**Given entries**
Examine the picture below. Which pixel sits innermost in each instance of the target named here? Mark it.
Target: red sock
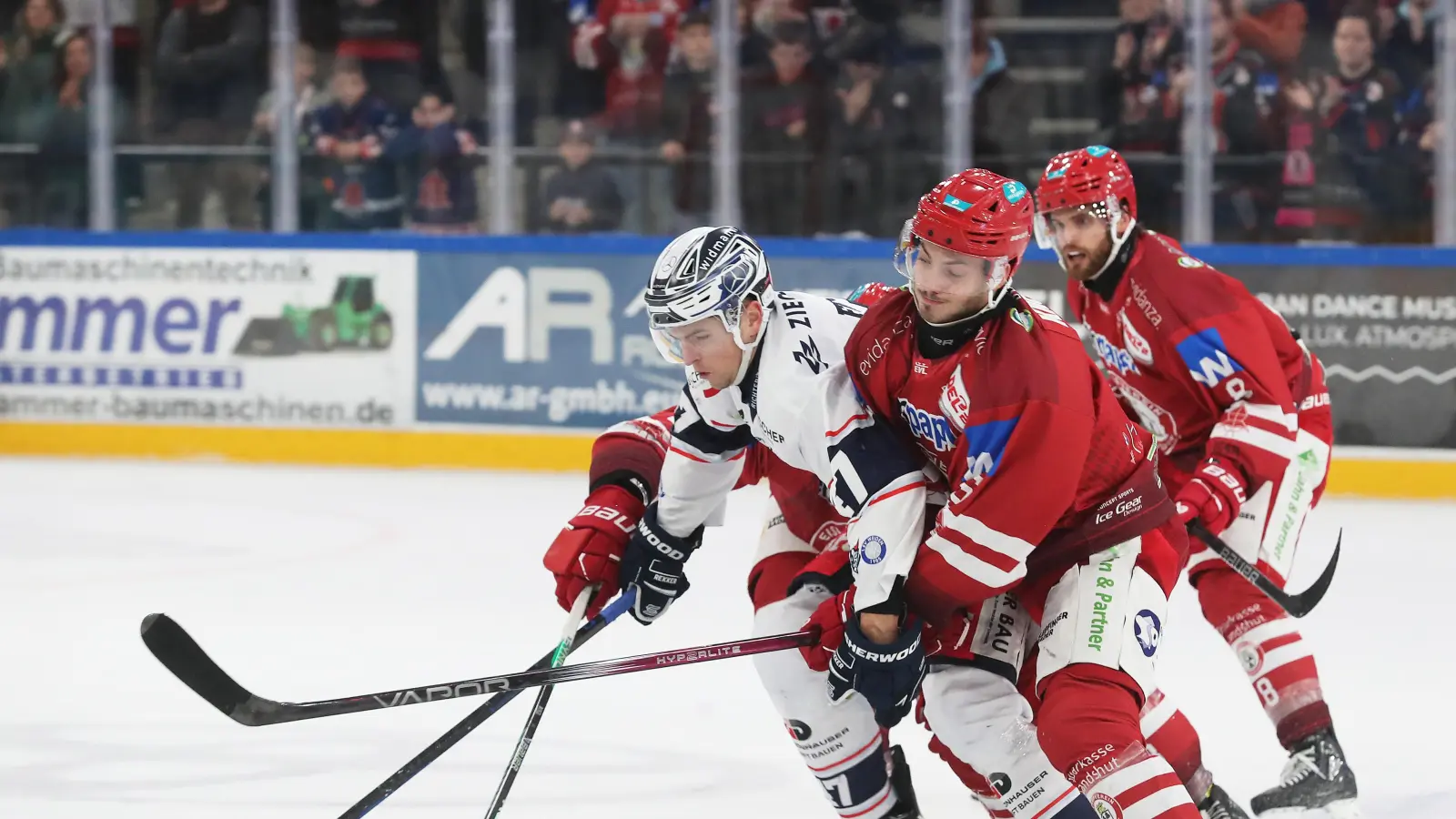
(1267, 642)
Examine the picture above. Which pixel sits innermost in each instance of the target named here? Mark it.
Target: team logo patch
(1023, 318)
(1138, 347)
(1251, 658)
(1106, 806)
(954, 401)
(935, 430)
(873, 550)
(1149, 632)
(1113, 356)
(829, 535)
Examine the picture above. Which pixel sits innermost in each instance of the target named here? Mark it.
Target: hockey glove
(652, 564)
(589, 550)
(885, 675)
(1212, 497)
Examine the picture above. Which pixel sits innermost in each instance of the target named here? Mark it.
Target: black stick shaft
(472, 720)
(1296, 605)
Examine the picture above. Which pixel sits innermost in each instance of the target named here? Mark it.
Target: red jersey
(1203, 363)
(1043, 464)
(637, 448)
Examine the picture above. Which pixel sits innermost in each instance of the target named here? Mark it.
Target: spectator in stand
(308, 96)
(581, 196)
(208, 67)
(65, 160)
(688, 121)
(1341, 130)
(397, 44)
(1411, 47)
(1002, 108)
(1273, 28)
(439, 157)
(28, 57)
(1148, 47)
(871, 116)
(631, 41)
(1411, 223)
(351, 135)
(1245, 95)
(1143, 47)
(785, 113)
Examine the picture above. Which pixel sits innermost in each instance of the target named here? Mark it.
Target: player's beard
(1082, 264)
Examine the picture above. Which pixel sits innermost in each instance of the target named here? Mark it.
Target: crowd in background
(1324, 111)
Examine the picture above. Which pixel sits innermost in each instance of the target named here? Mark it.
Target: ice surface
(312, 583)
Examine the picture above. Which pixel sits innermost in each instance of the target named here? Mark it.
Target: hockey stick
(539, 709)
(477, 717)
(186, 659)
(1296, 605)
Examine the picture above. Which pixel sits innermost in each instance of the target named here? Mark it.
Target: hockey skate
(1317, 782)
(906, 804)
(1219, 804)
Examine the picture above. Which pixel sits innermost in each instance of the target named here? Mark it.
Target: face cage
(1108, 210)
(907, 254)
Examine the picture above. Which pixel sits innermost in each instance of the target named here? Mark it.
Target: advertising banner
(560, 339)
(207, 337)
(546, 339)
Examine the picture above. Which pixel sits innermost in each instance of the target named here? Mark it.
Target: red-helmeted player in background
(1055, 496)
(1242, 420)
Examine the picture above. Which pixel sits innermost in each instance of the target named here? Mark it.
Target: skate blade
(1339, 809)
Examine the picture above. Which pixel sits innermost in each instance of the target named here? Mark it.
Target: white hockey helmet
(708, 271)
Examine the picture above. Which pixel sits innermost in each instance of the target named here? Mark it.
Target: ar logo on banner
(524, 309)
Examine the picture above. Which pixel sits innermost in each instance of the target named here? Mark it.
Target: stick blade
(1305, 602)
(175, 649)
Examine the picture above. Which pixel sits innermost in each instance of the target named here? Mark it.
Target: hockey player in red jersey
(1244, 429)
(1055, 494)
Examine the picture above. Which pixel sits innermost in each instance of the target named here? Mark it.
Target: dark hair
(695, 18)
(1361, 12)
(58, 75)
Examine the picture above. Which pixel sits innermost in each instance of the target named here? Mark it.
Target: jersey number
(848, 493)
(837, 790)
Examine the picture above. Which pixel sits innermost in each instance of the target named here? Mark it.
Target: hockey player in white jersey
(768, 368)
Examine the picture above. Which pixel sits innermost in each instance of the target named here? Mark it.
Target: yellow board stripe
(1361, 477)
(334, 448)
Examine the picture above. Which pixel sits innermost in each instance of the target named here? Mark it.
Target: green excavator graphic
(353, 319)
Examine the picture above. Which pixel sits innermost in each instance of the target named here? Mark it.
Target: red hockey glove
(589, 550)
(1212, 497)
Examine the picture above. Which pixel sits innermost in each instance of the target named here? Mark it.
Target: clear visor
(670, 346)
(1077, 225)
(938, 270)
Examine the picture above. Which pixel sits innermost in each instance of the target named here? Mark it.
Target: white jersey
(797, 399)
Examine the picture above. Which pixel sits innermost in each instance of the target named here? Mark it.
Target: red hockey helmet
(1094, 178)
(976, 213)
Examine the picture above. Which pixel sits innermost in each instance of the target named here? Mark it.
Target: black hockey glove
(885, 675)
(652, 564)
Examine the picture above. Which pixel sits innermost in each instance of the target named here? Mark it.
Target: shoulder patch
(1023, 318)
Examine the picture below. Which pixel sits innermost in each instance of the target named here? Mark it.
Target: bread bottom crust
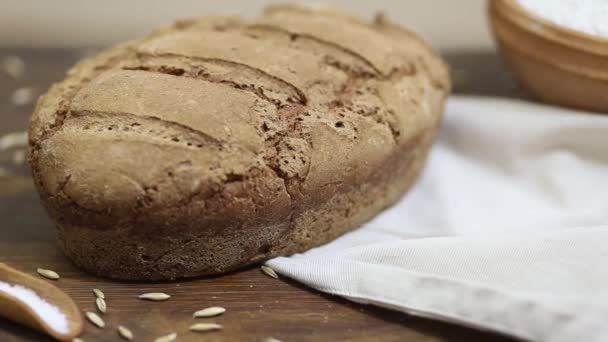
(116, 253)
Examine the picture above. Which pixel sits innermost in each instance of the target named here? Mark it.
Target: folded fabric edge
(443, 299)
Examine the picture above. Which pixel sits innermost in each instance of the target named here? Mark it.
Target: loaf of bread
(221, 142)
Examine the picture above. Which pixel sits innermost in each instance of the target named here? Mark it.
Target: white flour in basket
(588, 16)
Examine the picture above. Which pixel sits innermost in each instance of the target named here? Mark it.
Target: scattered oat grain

**Problem to work on**
Copy out the stretch of the listing from its start through the line containing "(1267, 642)", both ends included, omitting the pictures.

**The result**
Examine the picture below. Which pixel sits innermost in each instance of the target named here? Mark it.
Target: red sock
(1267, 642)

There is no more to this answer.